DOCUMENT TEXT:
Start of Block

Home > BLOG 4, Crisis Communication > Blog 4: Social Media and Disaster Communication

Blog 4: Social Media and Disaster Communication

Social media has become one of the greatest tools in today’s world.  Almost everyone has some type of social media network that they are a part of.  Thus, social media has become an essential part of disaster communication.  Social media such as Facebook and Twitter have been extremely useful both before, during, and after all types of disasters.  It is a way to get information out quickly and efficiently.  Since, Facebook and Twitter are user friendly, anyone can get the information that they need to know as well as post their own information they may find important before, during,or after a crisis.


According to an article written in The Telegraph, ”By sharing images, texting and tweeting, the public is already becoming part of a large response network, rather than remaining mere bystanders or casualties,” said the US team led by Dr Raina Merchant, an emergency medicine expert from the University of Pennsylvania.  Part of being a part of the response network, is that people have more control over what they know and information that they need to get out to others.

End of Block

WHAT THE TASK REQUIRES: Pick up the blog post on social media and disaster communication right after its final sentence and keep writing. The items that come after this text have no connection to it.

RECORDED DATA:
Start of Block

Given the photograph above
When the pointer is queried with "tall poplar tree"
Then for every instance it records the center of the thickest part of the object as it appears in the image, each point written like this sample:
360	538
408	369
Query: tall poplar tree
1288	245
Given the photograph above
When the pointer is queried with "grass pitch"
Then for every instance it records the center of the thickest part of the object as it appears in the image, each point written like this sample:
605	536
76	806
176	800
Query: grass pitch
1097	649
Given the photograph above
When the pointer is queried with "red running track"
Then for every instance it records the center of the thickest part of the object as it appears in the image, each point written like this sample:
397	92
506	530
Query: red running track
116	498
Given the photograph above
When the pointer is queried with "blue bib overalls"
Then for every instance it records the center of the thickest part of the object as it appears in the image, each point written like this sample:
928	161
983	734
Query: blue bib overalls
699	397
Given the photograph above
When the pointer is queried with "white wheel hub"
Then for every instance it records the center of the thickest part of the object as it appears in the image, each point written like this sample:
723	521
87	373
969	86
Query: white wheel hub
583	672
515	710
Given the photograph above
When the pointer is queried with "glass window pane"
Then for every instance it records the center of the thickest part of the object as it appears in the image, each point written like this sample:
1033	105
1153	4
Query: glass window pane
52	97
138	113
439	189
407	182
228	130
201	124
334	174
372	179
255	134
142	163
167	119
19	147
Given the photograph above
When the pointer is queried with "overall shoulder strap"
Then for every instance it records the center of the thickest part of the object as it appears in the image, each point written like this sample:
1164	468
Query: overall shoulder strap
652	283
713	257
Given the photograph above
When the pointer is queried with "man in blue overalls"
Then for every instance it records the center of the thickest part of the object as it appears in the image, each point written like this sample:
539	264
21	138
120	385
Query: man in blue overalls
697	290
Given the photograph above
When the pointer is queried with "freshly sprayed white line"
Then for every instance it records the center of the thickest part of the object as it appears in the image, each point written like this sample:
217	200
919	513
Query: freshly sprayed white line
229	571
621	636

End of Block

RESULT OF THIS EXERCISE:
An example of the primary use of social media network, was in March 2011, right after the earthquake and tsunami hit Japan.  The primary source of communication was Facebook and Twitter. According to an article written by Jewel Samad in Time Magazine, “to send warnings, ask for help and relay bits of information from the scene as well as to announce that they were safe. According to Mashable, only an hour after the earthquake, more than 1,200 tweets per minute were being sent from Tokyo.” Hashtags like #prayforjapan, #earthquake and #tsunami trended almost instantly, and were being tweeted thousands of times per second by people all over the globe, according to Poynter. And not surprisingly, Twitter reported both a record number of tweets the day of the quake (177 million) and accounts added one day after (572,000, as opposed to the daily average of 460,000).

Twitter and Facebook were both able to be used as relief and fund raising tools as well.  Also, it was a tool of communication between friends and families, to let them know where they are and that they were safe.  They are also a steady stream of information of breaking news.  When something major happens, even across the globe, the whole world reads about it in their newsfeeds only minutes after it happens.  With this type of efficiency and response, it makes communication much easier in times of crisis.

FEMA also has a Twitter page that has many tips every day for different types of preparations people can be doing at any time.  They want to have people prepared and notified before, during, and after any disaster.  There are many other different Twitter and Facebook pages that people can follow in order to be updated with any information. Every major and even minor news station has social media sites so that people can get their news as quick as possible. In today’s day and age, it is amazing that we can know what is happening around the world in a matter of seconds.  This has proven to be beneficial in times of crises and for major disasters.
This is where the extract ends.